> [EXCERPT TO READ]
======

Immune homeostasis is the body's tightly regulated system of physiological checks and balances that equips it with a multi-faceted line of defense against invasion by foreign pathogens or growth of self-antigens. In healthy individuals who maintain a healthy state of immune homeostasis, the challenge of a foreign and potentially infectious antigen or self-created antigen that threatens the health of an organ or organ system initiates a cascade of appropriate responses that aim to restore the body to its previously unhindered state. A traditional exogenous immune response begins once the pathogen has crossed a barrier like the skin, nose, or digestive tract. Next, tissue bactericides are created that can kill many of the most common invaders. The cascade advances, if needed, to the deployment of natural killer cells, also called lymphocytes, to finish the immune response; the body then reverts itself to its pre-fight balance and completes the cycle of immune homeostasis.

The immune system relies on its diverse array of attack mechanisms to keep the body from succumbing to the daily barrage of potentially life-threatening exogenous pathogens or allergens. The healthy maintenance of a lymphocyte population is at the forefront of balanced immune homeostasis. For example, immunologists focus a large part of their research on defining the physiological stimuli that causes these fighter cell populations to grow and become proficient in a specific area of the immune response, a process called differentiation.

======

> [SUPPLIED DATA]
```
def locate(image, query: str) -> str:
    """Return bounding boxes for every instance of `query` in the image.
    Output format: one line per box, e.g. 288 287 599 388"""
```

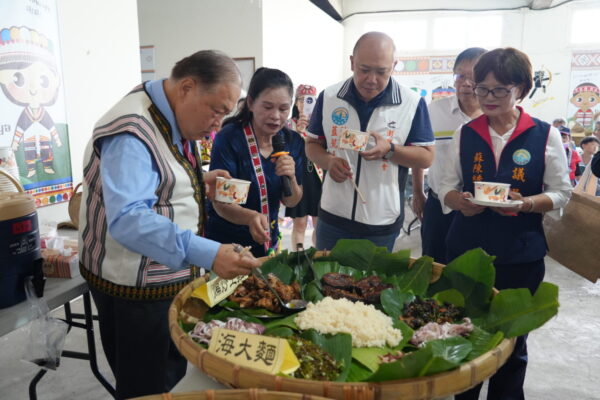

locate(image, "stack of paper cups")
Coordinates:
0 147 19 192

======

> [ACTIVITY] From the text on immune homeostasis, copy the stretch from "The immune system" through "process called differentiation." word for word.

> [ANSWER TO THIS EXERCISE]
The immune system relies on its diverse array of attack mechanisms to keep the body from succumbing to the daily barrage of potentially life-threatening exogenous pathogens or allergens. The healthy maintenance of a lymphocyte population is at the forefront of balanced immune homeostasis. For example, immunologists focus a large part of their research on defining the physiological stimuli that causes these fighter cell populations to grow and become proficient in a specific area of the immune response, a process called differentiation.